ЧТО ТРЕБУЕТСЯ: Установите, согласуются ли с приведенным ниже отрывком следующие утверждения, ответив «да» или «нет» и дословно процитировав решающие слова отрывка. 1. Письмо из Певека осталось неотправленным по лени. 2. На судне имелась лоция Японского моря. 3. Толстой никогда не смеялся над собой.

ОТРЫВОК:
А вот не отправил этого письма из Певека — уже по лени: конверта нет, судно на рейде, катера не дождаться, тащиться на берег неохота и т. д.

А Юра-то именно в тот момент первый раз оказался на краю жизни — ему делали в больнице тяжелую полостную операцию…

Из дневниковых записей на теплоходе «Северолес»

На северном берегу,

Где ветер, дыша прибоем,

Летит над грядою дюн,

Цветешь ли ты, как бывало,

Шиповник, и в этом году?

Эпитафия, которую написал для себя японский поэт Исикава Такубоку

Когда слоны смеются, если верить Киплингу, они не издают звуков. Слон стоит в тени пальмы и трясется от смеха. Поздний Чехов умел так смеяться над окружающим и над самим собой. Толстой же никогда над собой не смеялся. Просто и не думал о таком. И потому часто сердился вслух — это он сам на себя сердился — пар выпускал. А Чехов на себя, пожалуй, никогда не сердился — не за что было?..

Пятнадцатое октября 1979 года.

По причине неожиданного выхода из Арктики не на запад, а на восток на судне не оказалось лоции Японского моря. Зато были лоции Татарского пролива с Амурским лиманом. И от нечего делать я принялся изучать побережье острова Сахалин и сделал из лоции следующие выписки.

«Бухта Чехова — незначительно вдается в берег в двух милях от устья реки Красноярки. Берега бухты вблизи входных мысов высокие, вдоль них тянутся рифы, на которых разбросаны надводные осыхающие камни. Берег вершины бухты низкий и песчаный. В бухту впадает мелководная речка — Чеховка. Глубины в бухте до 5 метров. На северо-восточной стороне ковша рыбозавод.

Город Чехов — расположен на берегах устьев речек Чеховка и Рудановского. В городе находится предприятие рыбной промышленности. На подходах к городу Чехов приметно желтое четырехэтажное здание».

Хорошенькие места увековечивают здесь память Антона Павловича…

Ночью после чтения «вразброд» сахалинских произведений Чехова мне стало гнусно-стыдно своего бездумного отрицания этих вещей раньше. Кажется, я даже напечатал где-то, что «Сахалин» можно употреблять вместо люминала, а вот «Мисюсь, где ты?» — вершина. Все потому, что «Сахалин»-то я ни раньше, ни теперь не читал толком от начала до конца. И вот встретил чеховское «дай мне Бог никогда ничего не говорить про то, чего не знаю», и душа моя стыдом уязвлена стала.

Воздерживаться от суждений там, где не знаешь как следует вопроса, так же трудно русскому человеку, как и не оставлять автографов в общественных туалетах.

ФРАГМЕНТ НАБОРА ДАННЫХ:
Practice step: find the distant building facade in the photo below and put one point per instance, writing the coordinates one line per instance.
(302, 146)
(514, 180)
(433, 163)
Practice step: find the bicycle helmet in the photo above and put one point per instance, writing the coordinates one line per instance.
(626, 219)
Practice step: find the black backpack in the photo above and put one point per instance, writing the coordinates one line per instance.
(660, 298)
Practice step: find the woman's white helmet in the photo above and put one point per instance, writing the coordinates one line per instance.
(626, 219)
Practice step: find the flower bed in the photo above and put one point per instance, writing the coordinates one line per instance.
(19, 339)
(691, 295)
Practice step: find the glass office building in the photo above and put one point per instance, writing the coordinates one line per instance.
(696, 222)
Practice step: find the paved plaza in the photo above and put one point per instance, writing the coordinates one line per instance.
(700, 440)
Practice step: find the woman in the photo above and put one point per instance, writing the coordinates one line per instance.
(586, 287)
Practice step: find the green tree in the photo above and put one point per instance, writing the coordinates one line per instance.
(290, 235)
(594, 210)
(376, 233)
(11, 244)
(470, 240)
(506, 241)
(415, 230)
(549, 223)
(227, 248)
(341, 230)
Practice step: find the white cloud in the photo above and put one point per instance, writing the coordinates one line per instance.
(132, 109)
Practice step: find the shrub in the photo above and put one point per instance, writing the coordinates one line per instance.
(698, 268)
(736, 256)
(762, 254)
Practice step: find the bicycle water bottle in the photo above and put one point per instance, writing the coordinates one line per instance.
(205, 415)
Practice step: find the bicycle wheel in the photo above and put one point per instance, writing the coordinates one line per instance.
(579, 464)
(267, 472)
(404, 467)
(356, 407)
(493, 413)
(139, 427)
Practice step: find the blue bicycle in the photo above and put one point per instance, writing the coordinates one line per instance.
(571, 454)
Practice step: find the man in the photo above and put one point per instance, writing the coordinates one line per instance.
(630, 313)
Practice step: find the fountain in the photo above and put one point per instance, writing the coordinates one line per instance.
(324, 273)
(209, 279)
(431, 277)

РЕЗУЛЬТАТ УПРАЖНЕНИЯ:
1. Да: «А вот не отправил этого письма из Певека — уже по лени».
2. Нет: «на судне не оказалось лоции Японского моря».
3. Да: «Толстой же никогда над собой не смеялся».